## WRITTEN REQUEST A
Rewrite the excerpt on sex and consent from "Winnie was at" to "things would go.", putting "beach party" in place of "music festival".
— Begin PAGE EXTRACT —
Insight hears what young people have been taught about sex and consent.

This week Insight asks young people to share their thoughts about what they’ve been taught about sex and consent.

“What happens if you decide halfway through sex that you don’t want to do it?” asks Insight host Jenny Brockie.

Lauren says she feels pressure to keep going out of guilt: “The first thing that will pop into my head is, like, I’ll feel bad, I feel like I’m annoying him…”

Jean Paul offers a male perspective: “I think a lot of people are trained from a very young age, through pornography, that women don’t ever say no once they say yes.”

This week on Insight, young people dish the dirt on sex. Not the mechanics of it, but what it’s like to navigate sexual encounters and how you work out whether or not you’ve got the green light to go ahead.

The issue of consent has been making headlines across the country, following an Australian Human Rights Commission report that revealed over 6% of university students were sexually assaulted in 2015/16*. The report recommended universities provide students with more education about consent and respectful relationships.

A young man tells Jenny Brockie he thinks the problem is that guys and girls’ brains work differently.

“The guy’s quite confused about what the girl is feeling, what the girl’s experiencing during this time…So when a guy’s trying to interpret consent he’s not able to actually comprehend where she’s sitting and what she’s thinking… I think guys can find that quite hard to read and understand at times.”

What happens when someone tries to say no?

Winnie was at a music festival with a group of friends when she caught the attention of a young man. She thought they were on the same page about how far things would go.
— End PAGE EXTRACT —
— Begin MATERIAL FOR THIS EXERCISE —
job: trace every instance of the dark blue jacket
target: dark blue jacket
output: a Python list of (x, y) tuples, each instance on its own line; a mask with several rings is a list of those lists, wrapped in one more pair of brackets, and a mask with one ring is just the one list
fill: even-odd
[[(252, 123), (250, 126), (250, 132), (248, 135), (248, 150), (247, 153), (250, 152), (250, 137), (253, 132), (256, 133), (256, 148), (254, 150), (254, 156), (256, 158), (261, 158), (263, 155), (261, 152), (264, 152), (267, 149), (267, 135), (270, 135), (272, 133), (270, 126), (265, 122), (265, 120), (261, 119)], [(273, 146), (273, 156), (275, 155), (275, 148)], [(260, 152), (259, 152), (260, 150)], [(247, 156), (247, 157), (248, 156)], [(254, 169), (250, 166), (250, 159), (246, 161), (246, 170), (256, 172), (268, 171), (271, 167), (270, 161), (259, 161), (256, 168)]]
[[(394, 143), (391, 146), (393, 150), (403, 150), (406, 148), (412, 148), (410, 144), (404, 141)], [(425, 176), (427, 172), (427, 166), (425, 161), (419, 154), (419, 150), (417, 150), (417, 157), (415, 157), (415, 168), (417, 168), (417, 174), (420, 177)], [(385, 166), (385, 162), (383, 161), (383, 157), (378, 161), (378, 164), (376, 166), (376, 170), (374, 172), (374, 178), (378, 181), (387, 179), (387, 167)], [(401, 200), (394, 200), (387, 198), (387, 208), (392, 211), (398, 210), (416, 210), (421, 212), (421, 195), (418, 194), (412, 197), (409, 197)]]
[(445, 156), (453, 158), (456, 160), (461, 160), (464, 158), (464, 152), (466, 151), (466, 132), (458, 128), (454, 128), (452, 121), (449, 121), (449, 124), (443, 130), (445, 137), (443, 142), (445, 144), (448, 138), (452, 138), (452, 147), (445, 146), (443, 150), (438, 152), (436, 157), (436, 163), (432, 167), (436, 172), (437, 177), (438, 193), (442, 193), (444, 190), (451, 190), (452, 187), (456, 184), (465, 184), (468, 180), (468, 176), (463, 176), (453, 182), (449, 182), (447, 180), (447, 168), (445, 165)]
— End MATERIAL FOR THIS EXERCISE —
## WRITTEN REQUEST B
Duplicate the records word for word, from their first line through the line with "output: a Python".

## EXERCISE ANSWER A
Winnie was at a beach party with a group of friends when she caught the attention of a young man. She thought they were on the same page about how far things would go.

## EXERCISE ANSWER B
job: trace every instance of the dark blue jacket
target: dark blue jacket
output: a Python list of (x, y) tuples, each instance on its own line; a mask with several rings is a list of those lists, wrapped in one more pair of brackets, and a mask with one ring is just the one list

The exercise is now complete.